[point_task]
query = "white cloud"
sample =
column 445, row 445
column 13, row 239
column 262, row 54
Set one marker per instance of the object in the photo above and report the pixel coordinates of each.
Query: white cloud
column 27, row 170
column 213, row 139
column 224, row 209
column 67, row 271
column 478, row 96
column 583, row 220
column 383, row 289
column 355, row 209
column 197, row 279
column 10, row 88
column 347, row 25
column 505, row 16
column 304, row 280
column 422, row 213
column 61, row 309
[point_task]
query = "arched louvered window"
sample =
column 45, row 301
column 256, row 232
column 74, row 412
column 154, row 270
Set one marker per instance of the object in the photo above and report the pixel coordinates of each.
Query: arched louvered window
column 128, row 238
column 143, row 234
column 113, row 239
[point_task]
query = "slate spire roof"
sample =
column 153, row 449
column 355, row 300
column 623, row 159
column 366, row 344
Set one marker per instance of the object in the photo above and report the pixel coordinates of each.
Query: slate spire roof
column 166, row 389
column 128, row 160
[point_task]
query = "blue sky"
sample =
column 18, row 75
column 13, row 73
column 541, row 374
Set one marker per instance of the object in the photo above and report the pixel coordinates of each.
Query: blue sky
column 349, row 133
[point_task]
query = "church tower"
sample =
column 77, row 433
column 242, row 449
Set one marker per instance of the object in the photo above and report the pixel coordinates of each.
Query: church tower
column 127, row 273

TASK GOAL »
Return the whole listing exactly.

WRITTEN RESPONSE »
[point_task]
query = "white cloud"
sample =
column 445, row 445
column 13, row 239
column 262, row 54
Set one marker per instance of the object in the photo above and report the pixel coordinates of each.
Query: white cloud
column 27, row 170
column 213, row 139
column 224, row 209
column 67, row 271
column 478, row 96
column 583, row 220
column 383, row 289
column 355, row 209
column 197, row 279
column 10, row 88
column 347, row 25
column 505, row 16
column 304, row 280
column 422, row 213
column 61, row 309
[point_task]
query = "arched louvered window"
sample =
column 45, row 301
column 256, row 232
column 74, row 412
column 154, row 270
Set one marker per instance of the object in the photo above and report the pixel coordinates of each.
Query: arched louvered window
column 128, row 238
column 143, row 234
column 113, row 239
[point_task]
query = "slate spire roof"
sample =
column 153, row 449
column 355, row 300
column 623, row 159
column 366, row 344
Set one marker per instance of the object in the photo above and report the pixel coordinates of each.
Query: slate spire roof
column 166, row 389
column 128, row 160
[point_task]
query = "blue sky"
sample =
column 18, row 75
column 13, row 73
column 541, row 374
Set one marker per instance of the object in the photo above and report the pixel coordinates of each.
Query: blue sky
column 349, row 133
[point_task]
query = "church tower"
sample =
column 77, row 433
column 242, row 449
Set one marker per instance of the object in the photo above and report the pixel coordinates of each.
Query: church tower
column 127, row 273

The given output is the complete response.